**Requirements**
Give all of the material below as a numbered list, one entry per line, omitting blank lines and leaving the pictures out.

**Data for this exercise**
_ _ _ _
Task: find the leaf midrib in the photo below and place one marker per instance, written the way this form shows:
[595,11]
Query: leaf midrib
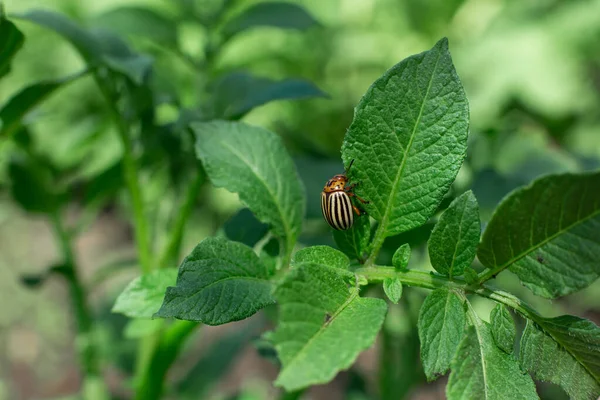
[386,215]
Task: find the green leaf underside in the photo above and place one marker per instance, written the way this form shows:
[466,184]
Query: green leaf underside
[401,257]
[441,325]
[323,325]
[17,107]
[274,14]
[355,241]
[324,255]
[408,139]
[481,370]
[239,92]
[393,289]
[546,360]
[503,328]
[253,162]
[11,40]
[144,295]
[219,282]
[453,242]
[547,234]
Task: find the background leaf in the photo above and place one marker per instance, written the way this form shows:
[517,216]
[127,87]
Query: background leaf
[546,360]
[323,326]
[237,93]
[219,282]
[547,234]
[453,242]
[144,295]
[441,325]
[503,328]
[252,162]
[274,14]
[408,139]
[481,370]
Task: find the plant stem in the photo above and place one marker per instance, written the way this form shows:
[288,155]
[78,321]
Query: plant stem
[170,254]
[164,353]
[93,385]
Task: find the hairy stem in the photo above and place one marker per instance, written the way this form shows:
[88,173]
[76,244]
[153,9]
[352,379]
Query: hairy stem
[93,385]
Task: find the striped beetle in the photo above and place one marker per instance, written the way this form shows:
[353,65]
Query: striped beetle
[336,204]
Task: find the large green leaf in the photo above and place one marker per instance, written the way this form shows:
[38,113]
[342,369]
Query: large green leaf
[408,140]
[238,93]
[17,107]
[547,234]
[481,370]
[274,14]
[503,328]
[11,40]
[441,325]
[253,162]
[323,325]
[140,21]
[453,242]
[144,295]
[219,282]
[547,360]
_ _ _ _
**Output of the exercise**
1. Task: find the leaf midrib in the photo below and place one marker per instance, written the way this form shows:
2. [595,11]
3. Query: leaf midrib
4. [386,215]
5. Task: find the green leaf underside in the photo above and place one marker per instance, written the way this form shows:
6. [466,184]
7. Query: green leaf underside
8. [401,257]
9. [441,325]
10. [323,325]
11. [17,107]
12. [274,14]
13. [355,241]
14. [324,255]
15. [408,139]
16. [481,370]
17. [239,92]
18. [393,289]
19. [546,360]
20. [503,328]
21. [253,162]
22. [11,40]
23. [144,295]
24. [219,282]
25. [453,242]
26. [547,234]
27. Task: find the background leaf in the photo above and place one marker per instance, written the way this form shows:
28. [517,216]
29. [127,87]
30. Query: background leaf
31. [546,360]
32. [323,326]
33. [237,93]
34. [219,282]
35. [547,234]
36. [453,242]
37. [144,295]
38. [441,325]
39. [503,328]
40. [252,162]
41. [274,14]
42. [408,139]
43. [481,370]
44. Task: find the plant stem in the photo above and place one marker per instance, written the way this form shows:
45. [288,155]
46. [78,321]
47. Query: plant stem
48. [170,254]
49. [164,353]
50. [93,385]
51. Task: find the hairy stem in the photo above and place one marker per instance, written the way this form shows:
52. [88,173]
53. [76,244]
54. [153,9]
55. [352,379]
56. Query: hairy stem
57. [93,385]
58. Task: find the striped beetle in the photo above and place one marker per instance, written the way this form shows:
59. [353,65]
60. Query: striped beetle
61. [336,204]
62. Task: find the large green leaf in the photo above and place one marker per instance, written the way this form shows:
63. [38,113]
64. [342,369]
65. Query: large green leaf
66. [408,140]
67. [238,93]
68. [17,107]
69. [547,234]
70. [481,370]
71. [274,14]
72. [503,328]
73. [11,40]
74. [441,325]
75. [253,162]
76. [323,325]
77. [140,21]
78. [453,242]
79. [144,295]
80. [219,282]
81. [547,360]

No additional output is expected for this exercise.